** Opening Data for this task block **
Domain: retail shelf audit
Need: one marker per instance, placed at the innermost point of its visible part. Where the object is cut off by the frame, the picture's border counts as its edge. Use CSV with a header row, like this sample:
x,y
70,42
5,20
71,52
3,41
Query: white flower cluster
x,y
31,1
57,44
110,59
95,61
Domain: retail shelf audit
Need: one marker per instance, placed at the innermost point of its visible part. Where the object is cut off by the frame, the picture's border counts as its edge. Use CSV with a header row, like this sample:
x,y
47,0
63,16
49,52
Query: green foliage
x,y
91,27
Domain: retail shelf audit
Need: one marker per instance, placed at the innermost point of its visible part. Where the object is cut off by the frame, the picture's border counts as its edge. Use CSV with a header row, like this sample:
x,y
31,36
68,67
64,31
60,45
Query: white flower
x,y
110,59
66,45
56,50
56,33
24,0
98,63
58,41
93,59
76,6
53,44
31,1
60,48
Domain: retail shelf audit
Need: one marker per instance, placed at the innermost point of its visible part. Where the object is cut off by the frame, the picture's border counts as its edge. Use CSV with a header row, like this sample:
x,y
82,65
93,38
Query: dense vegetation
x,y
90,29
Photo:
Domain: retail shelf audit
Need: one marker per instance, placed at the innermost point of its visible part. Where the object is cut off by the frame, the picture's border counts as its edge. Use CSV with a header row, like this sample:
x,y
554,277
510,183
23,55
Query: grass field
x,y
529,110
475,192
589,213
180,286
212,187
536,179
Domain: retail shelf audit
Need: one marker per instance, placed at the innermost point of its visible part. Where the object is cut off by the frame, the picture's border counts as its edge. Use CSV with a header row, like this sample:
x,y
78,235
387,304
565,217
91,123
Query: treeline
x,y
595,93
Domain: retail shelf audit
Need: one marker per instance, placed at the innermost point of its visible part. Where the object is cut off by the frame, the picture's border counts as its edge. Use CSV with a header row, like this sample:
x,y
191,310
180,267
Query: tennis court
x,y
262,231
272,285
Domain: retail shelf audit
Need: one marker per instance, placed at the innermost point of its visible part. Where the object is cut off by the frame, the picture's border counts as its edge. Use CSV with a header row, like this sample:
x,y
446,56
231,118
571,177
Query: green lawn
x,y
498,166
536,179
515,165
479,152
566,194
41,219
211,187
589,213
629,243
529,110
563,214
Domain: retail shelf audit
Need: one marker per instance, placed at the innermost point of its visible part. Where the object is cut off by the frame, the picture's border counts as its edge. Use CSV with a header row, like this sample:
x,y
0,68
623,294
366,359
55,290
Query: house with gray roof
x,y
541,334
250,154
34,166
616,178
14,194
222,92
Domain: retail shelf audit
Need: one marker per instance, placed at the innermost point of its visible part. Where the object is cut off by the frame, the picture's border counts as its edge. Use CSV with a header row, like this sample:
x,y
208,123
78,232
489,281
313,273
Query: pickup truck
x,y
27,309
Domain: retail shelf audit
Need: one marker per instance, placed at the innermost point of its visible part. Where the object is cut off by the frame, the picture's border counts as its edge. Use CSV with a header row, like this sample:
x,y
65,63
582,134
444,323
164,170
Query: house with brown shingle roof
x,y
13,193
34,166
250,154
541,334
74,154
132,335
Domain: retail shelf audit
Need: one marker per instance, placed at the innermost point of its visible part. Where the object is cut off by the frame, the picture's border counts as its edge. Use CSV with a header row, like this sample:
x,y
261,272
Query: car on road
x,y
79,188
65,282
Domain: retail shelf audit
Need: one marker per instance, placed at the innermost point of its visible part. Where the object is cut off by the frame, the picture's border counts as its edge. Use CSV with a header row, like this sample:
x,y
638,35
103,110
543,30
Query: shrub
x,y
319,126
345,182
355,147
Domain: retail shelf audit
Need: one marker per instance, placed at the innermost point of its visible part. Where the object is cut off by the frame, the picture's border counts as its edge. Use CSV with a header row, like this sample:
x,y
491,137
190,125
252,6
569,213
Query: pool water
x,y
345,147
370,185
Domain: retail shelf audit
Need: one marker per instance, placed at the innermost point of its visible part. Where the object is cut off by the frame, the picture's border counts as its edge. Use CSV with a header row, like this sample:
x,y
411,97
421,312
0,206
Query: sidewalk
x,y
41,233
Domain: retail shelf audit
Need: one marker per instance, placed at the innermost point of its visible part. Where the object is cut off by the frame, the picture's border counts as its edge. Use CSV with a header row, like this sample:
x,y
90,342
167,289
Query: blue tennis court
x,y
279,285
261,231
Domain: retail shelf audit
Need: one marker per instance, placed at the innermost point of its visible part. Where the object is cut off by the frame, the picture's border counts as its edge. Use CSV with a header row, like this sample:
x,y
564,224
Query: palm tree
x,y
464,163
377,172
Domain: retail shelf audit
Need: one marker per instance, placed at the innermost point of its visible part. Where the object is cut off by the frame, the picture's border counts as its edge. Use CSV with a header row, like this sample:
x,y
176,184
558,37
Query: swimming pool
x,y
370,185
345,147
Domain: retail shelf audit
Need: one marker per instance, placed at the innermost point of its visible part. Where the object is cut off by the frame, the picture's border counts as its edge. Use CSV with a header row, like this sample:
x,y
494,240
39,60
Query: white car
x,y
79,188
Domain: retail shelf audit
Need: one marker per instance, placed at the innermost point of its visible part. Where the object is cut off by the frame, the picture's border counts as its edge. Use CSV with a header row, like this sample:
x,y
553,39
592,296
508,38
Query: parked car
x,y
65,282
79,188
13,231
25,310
** Closing Data for this task block **
Exercise requirements: The only acceptable answer is the full set of entries, repeated exactly.

Exercise solution:
Domain: retail shelf audit
Need: one marker per instance, placed at the innermost point of its visible part. Where the object is cut off by the frame, the picture's border counts as its edge. Use CSV with a header row, like this sample:
x,y
70,42
5,20
71,52
3,41
Query: white flower cluster
x,y
31,1
57,44
110,59
95,61
Domain: retail shelf audit
Need: one marker per instance, placed at the innermost point of its visible part. Where the object is cut off by the frame, the picture's border counts as its edge. Use CSV with a header row, like this sample:
x,y
47,0
63,16
49,52
Query: green foliage
x,y
91,27
Domain: retail shelf audit
Need: one marker per instance, placed at the innermost point of its visible part. Where the object is cut off by the frame, the picture's border counts as its edge. Use CSV with a header row, like this sample:
x,y
31,36
68,67
64,31
60,45
Query: white flower
x,y
110,59
66,45
56,50
56,33
24,0
98,63
58,41
93,59
76,6
53,44
31,1
60,48
Domain: retail shelf audit
Need: one marker per instance, placed at the innermost point of its visible part. Where the object is cut off by the frame, the picture's border counts as its edge. Use CSV with a header row, like this sample:
x,y
82,65
93,38
Query: dense vegetation
x,y
90,29
Photo:
Domain: retail shelf audit
Need: one marker per instance, placed at the innermost point of its visible part. Where the object is cut off by the frame, the picture's border counts as its edge. Use CSV with a header row, like this sample:
x,y
554,277
510,183
23,55
Query: grass field
x,y
529,110
475,192
589,213
180,286
212,187
536,179
Domain: retail shelf audit
Need: one marker per instance, placed at the innermost point of its visible part. Where the object is cut off by the frame, the picture's border counts as its edge. Use CSV with a header row, like this sample:
x,y
78,235
387,304
565,217
91,123
Query: treeline
x,y
595,93
Domain: retail shelf audit
Need: one marker per instance, placed at the innermost point of its visible part. Where the object is cut off by the frame, the picture's border counts as its edge. Use CSV with a header row, like this sample:
x,y
191,310
180,267
Query: tennis court
x,y
262,231
272,285
Domain: retail shelf audit
Need: one marker per instance, placed at the innermost point of its visible part. Where the object is cut off by the frame, the picture's border counts as its edge. Use CSV with a header row, like this sample:
x,y
446,56
231,118
571,177
Query: green lawn
x,y
498,166
536,179
515,165
479,152
566,194
41,219
211,187
589,213
629,243
529,110
563,214
Domain: retail shelf audit
Need: one marker per instance, placed at the innermost point of its visible part. Where the object is cut off by the frame, the picture's border counts as its edge. Use CSV with a header row, like this sample:
x,y
0,68
623,294
366,359
55,290
Query: house with gray roof
x,y
541,334
250,154
34,166
616,178
14,194
222,92
Domain: retail shelf audit
Need: one marker per instance, placed at the innermost point of its visible part. Where the object is cut off by the frame, the picture's border counts as its edge. Use CSV with a header row, like this sample:
x,y
208,123
78,232
489,281
313,273
Query: pickup truck
x,y
27,309
Domain: retail shelf audit
Need: one marker per instance, placed at the innermost point of its visible part. Where the object is cut off by the frame, the picture's border counts as its edge. Use CSV with a header row, like this sample:
x,y
65,63
582,134
444,323
164,170
Query: house with brown shingle roof
x,y
13,193
34,166
250,154
541,334
74,154
132,335
Domain: retail shelf audit
Need: one marker per instance, placed at the innermost point of its visible part. Where the object is cut off by the frame, the picture's border counts as its edge. Use CSV with a header row, like this sample:
x,y
261,272
Query: car on road
x,y
79,188
65,282
Domain: retail shelf audit
Need: one marker per instance, placed at the innermost point of its visible part. Where the object is cut off by the frame, the picture's border counts as its edge. Use CSV with a header row, like this sample:
x,y
638,35
103,110
543,30
Query: shrub
x,y
319,126
345,182
355,147
Domain: retail shelf audit
Need: one marker per instance, placed at the innermost point of its visible part. Where the object is cut off by the frame, the picture's border counts as its edge. Use CSV with a header row, like this sample:
x,y
491,137
190,125
252,6
569,213
Query: pool water
x,y
345,147
370,185
Domain: retail shelf audit
Need: one marker per instance, placed at the innermost point of its visible part. Where the object is cut off by the frame, the picture's border counts as its edge. Use CSV with a header row, like this sample:
x,y
411,97
421,312
0,206
Query: sidewalk
x,y
41,233
Domain: retail shelf audit
Need: one marker per instance, placed at the innermost point of its visible part. Where the object is cut off by the frame, the picture's border counts as its edge. Use CSV with a header row, like this sample:
x,y
90,342
167,289
Query: blue tennis court
x,y
279,285
261,231
Domain: retail shelf audit
Need: one marker per instance, placed at the innermost point of its visible part. Where the object is cut off by the frame, the picture's border counts as its edge. Use CSV with a header row, like this sample:
x,y
564,224
Query: palm tree
x,y
464,163
377,172
Domain: retail shelf audit
Need: one marker per instance, placed at the innermost point of its visible part. Where the object is cut off by the frame, the picture's border counts as its edge. Use CSV with a header row, like this sample:
x,y
176,184
558,37
Query: swimming pool
x,y
370,185
345,147
Domain: retail shelf audit
Need: one marker per instance, placed at the innermost point of its visible part. Where the object is cut off by the frame, the picture's border counts as its edge. Use CSV with a header row, like this sample:
x,y
494,240
39,60
Query: white car
x,y
79,188
Domain: retail shelf audit
Need: one marker per instance, placed at the innermost point of its visible part. Where the object is cut off by the frame, the picture's border counts as its edge. Use CSV with a header row, like this sample:
x,y
553,39
592,296
508,38
Query: parked car
x,y
65,282
79,188
13,231
25,310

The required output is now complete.